## STATED TASK:
Pull out every line of the items below that contains the word "cushion", copying each line in full.

** START **

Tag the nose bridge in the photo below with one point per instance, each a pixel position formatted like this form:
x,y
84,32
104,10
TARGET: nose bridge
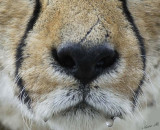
x,y
96,34
81,32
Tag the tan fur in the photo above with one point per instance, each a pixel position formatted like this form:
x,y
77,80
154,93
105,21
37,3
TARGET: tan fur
x,y
68,21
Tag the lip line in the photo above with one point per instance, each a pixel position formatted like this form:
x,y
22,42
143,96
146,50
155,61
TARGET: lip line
x,y
84,105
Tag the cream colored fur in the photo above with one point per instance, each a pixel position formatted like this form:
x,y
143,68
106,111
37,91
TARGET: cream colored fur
x,y
61,21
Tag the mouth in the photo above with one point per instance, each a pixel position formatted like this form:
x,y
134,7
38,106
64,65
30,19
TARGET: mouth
x,y
89,111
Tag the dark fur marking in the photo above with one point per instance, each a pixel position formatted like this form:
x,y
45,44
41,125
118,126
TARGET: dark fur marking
x,y
141,44
19,53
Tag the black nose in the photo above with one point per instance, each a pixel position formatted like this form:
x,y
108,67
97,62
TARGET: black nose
x,y
85,63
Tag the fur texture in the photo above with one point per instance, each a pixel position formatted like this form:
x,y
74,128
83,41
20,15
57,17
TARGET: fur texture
x,y
37,91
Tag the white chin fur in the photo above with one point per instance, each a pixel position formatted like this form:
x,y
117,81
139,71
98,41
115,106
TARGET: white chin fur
x,y
51,108
78,122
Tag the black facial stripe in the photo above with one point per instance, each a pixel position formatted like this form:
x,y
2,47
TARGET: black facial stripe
x,y
19,53
141,44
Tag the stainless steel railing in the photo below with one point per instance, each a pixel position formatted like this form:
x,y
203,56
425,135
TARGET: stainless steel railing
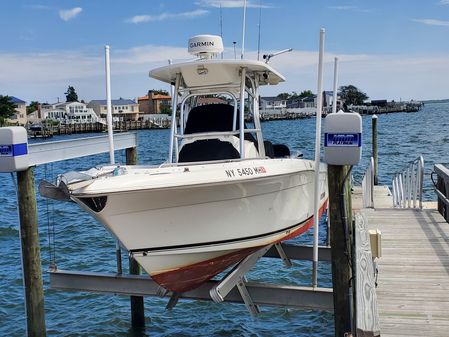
x,y
368,186
408,185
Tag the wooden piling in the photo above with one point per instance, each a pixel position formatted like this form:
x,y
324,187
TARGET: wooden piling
x,y
374,142
340,249
31,258
137,307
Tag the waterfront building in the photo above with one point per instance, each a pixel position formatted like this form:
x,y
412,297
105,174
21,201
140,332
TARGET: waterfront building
x,y
272,103
65,113
154,103
20,118
122,109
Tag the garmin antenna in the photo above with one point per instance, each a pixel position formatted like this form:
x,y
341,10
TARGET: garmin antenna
x,y
267,57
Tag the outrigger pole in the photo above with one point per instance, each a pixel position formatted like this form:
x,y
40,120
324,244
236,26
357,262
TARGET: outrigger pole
x,y
317,161
334,96
118,253
109,105
243,30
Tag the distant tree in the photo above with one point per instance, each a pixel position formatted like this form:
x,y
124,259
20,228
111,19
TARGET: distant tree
x,y
7,109
283,95
305,93
34,105
352,95
71,95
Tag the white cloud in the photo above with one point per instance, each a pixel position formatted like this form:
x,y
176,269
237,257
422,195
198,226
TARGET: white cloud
x,y
342,8
351,8
380,76
37,6
69,14
231,4
165,16
433,22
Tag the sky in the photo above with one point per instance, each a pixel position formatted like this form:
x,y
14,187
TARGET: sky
x,y
390,49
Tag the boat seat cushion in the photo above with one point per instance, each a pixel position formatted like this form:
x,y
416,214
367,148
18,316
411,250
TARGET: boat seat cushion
x,y
210,118
206,150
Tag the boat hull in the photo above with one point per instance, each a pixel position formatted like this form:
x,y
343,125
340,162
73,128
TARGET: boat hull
x,y
184,235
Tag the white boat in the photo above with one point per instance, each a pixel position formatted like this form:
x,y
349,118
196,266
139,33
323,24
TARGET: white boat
x,y
223,193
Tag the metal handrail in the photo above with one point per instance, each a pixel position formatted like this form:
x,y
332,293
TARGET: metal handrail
x,y
368,186
408,185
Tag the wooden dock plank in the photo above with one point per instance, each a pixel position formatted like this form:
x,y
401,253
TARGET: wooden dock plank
x,y
412,292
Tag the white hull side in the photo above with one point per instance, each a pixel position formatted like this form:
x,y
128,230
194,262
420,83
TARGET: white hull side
x,y
185,225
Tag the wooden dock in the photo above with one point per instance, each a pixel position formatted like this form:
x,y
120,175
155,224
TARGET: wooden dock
x,y
413,272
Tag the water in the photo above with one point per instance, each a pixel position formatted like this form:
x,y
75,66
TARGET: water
x,y
83,244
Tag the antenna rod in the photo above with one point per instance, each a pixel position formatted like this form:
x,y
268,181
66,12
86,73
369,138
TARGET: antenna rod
x,y
109,105
258,40
221,27
334,102
243,30
319,109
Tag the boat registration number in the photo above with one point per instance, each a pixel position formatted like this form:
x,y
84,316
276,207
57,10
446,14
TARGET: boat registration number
x,y
245,171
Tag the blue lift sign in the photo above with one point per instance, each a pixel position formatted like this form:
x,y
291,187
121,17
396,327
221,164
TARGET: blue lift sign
x,y
343,139
13,150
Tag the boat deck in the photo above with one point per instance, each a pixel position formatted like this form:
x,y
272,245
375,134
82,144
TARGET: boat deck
x,y
413,287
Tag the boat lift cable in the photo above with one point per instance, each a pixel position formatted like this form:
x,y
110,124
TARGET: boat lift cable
x,y
16,189
50,223
345,218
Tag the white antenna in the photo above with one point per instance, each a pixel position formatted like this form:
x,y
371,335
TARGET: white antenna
x,y
317,160
334,102
243,30
221,27
109,105
258,39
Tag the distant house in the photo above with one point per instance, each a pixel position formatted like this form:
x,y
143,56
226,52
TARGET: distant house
x,y
65,113
306,102
20,118
154,103
271,103
379,102
122,109
328,99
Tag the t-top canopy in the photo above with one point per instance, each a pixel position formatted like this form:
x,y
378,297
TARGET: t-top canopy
x,y
201,73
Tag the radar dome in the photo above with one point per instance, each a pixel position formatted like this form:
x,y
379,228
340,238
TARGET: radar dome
x,y
205,46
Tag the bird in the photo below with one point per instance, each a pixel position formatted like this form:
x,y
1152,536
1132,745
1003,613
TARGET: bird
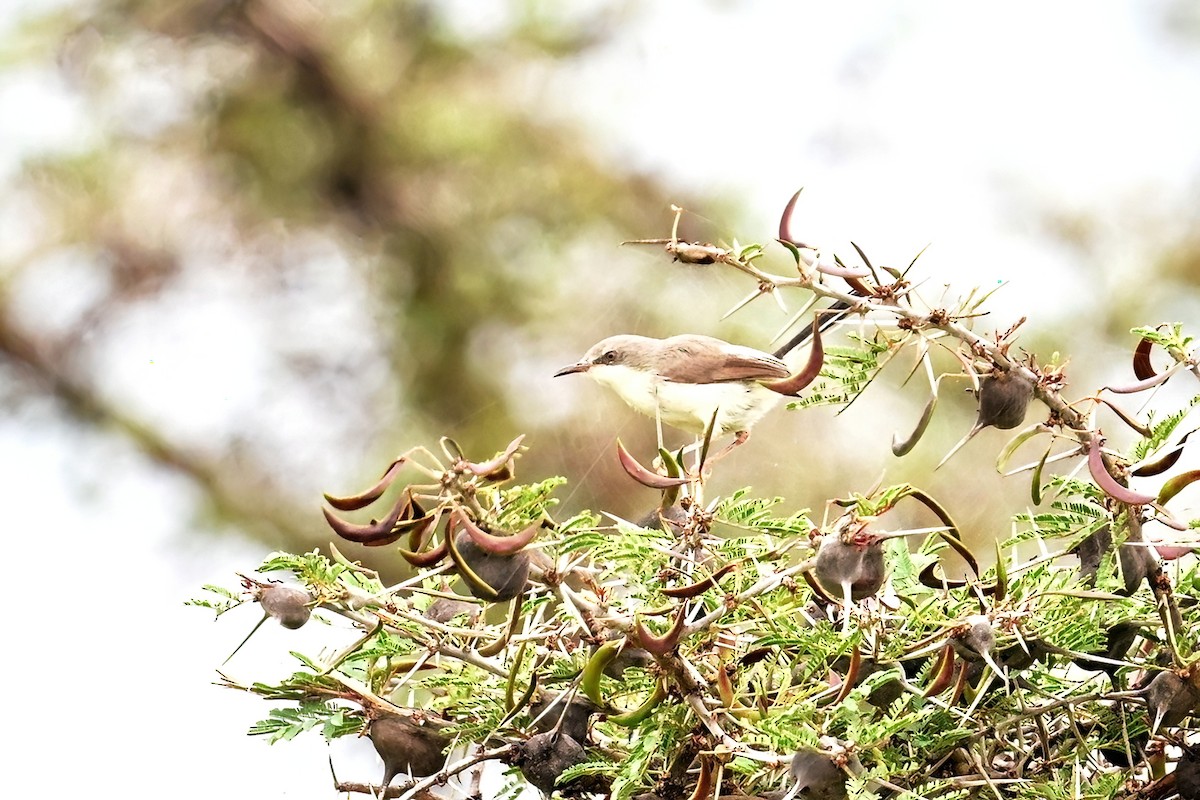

** END **

## FULL ANSWER:
Tag the boat seat cushion in the photo above with one point per instance, each a pixel position formatted like this form:
TARGET: boat seat cushion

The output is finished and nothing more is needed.